THE INPUT below:

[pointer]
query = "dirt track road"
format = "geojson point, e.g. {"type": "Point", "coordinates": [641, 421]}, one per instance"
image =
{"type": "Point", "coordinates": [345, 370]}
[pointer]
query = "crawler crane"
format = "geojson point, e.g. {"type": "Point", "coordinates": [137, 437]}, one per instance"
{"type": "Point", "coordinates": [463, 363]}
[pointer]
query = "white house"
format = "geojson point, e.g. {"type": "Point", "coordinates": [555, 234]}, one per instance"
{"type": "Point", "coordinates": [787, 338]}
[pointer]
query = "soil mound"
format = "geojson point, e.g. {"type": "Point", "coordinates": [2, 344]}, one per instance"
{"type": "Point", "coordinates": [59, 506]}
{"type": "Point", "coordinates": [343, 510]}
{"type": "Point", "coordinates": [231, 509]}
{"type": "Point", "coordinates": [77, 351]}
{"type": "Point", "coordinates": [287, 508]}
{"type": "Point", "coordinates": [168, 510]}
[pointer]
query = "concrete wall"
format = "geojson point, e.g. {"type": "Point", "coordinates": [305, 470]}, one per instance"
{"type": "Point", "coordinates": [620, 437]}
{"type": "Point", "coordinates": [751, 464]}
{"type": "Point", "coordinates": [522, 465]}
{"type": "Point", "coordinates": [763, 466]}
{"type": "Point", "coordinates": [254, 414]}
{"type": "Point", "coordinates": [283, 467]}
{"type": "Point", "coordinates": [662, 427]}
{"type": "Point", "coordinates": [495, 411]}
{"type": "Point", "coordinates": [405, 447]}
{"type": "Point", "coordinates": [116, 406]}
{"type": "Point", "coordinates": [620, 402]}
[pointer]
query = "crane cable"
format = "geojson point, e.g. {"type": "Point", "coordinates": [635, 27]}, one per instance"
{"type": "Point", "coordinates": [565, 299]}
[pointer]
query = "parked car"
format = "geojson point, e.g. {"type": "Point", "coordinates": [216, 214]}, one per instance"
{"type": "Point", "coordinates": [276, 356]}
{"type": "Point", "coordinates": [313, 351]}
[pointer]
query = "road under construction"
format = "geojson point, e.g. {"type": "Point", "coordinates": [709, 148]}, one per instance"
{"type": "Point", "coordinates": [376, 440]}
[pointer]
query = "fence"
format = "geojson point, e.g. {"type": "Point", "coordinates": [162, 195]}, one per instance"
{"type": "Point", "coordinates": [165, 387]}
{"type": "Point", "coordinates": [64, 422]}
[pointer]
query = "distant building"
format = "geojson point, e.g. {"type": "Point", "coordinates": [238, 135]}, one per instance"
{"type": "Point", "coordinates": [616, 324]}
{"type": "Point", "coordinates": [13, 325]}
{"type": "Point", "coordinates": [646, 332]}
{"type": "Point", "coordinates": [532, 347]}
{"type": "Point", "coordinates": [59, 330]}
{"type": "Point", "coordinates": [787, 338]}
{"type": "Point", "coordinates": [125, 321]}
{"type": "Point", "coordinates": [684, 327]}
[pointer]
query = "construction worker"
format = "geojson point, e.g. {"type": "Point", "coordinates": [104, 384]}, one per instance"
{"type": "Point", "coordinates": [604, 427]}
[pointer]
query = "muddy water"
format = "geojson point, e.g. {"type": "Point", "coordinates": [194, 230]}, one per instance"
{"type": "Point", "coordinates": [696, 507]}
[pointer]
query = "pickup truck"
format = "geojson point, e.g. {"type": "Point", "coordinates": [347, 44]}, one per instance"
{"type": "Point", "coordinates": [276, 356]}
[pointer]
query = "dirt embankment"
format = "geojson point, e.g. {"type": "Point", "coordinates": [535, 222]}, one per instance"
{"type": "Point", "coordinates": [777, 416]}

End of THE INPUT.

WHAT TO DO:
Where a line of the records holds the word "road", copy that line.

OUTPUT FOR THIS EXERCISE:
query = "dirt track road"
query = "road under construction"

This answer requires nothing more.